• Instruction:
Convert the rows below into a JSON array of strings, one string per line, omitting any blank lines.

• Records supplied:
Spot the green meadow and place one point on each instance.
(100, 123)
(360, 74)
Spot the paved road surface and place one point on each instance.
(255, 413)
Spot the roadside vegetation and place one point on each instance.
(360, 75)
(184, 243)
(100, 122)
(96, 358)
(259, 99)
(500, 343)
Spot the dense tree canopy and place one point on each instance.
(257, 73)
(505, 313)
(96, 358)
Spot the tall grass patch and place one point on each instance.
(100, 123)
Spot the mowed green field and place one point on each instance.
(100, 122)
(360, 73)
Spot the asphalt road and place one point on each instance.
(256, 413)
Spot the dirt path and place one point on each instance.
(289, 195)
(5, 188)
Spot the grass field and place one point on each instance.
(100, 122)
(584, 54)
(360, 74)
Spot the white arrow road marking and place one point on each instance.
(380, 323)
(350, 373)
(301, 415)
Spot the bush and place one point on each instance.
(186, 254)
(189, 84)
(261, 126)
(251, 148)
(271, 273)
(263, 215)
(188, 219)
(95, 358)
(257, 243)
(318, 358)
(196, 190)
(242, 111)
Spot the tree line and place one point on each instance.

• Written response:
[
  "Spot the green meadow and place one point on each instance.",
  "(100, 123)",
  "(360, 74)",
  "Spot the paved road surface and place one point on each instance.",
  "(255, 413)",
  "Spot the roadside vegetation and place one point on each instance.",
  "(360, 75)",
  "(184, 243)",
  "(100, 122)",
  "(96, 358)",
  "(259, 99)",
  "(500, 343)",
  "Spot the dense tree canopy and place one point on each instance.",
  "(257, 73)",
  "(505, 313)",
  "(96, 358)",
  "Spot the tall grass patch and place one point on each instance.",
  "(100, 123)",
  "Spot the mowed green field and place one point on each instance.",
  "(100, 122)",
  "(360, 73)",
  "Spot the asphalt road and place one point on each instance.",
  "(256, 413)",
  "Spot the dirt path and place one point on each instance.",
  "(289, 195)",
  "(5, 188)",
  "Spot the grass field and place one point on each instance.",
  "(100, 122)",
  "(584, 54)",
  "(360, 74)",
  "Spot the white arrow road marking and place one point on each instance.",
  "(380, 323)",
  "(350, 373)",
  "(301, 415)",
  "Spot the bush and place one point on each instance.",
  "(186, 254)",
  "(189, 84)",
  "(261, 126)",
  "(251, 148)",
  "(271, 273)",
  "(263, 215)",
  "(188, 219)",
  "(95, 358)",
  "(257, 243)",
  "(318, 358)",
  "(196, 190)",
  "(242, 111)",
  "Spot the tree line and place one point on each instance."
]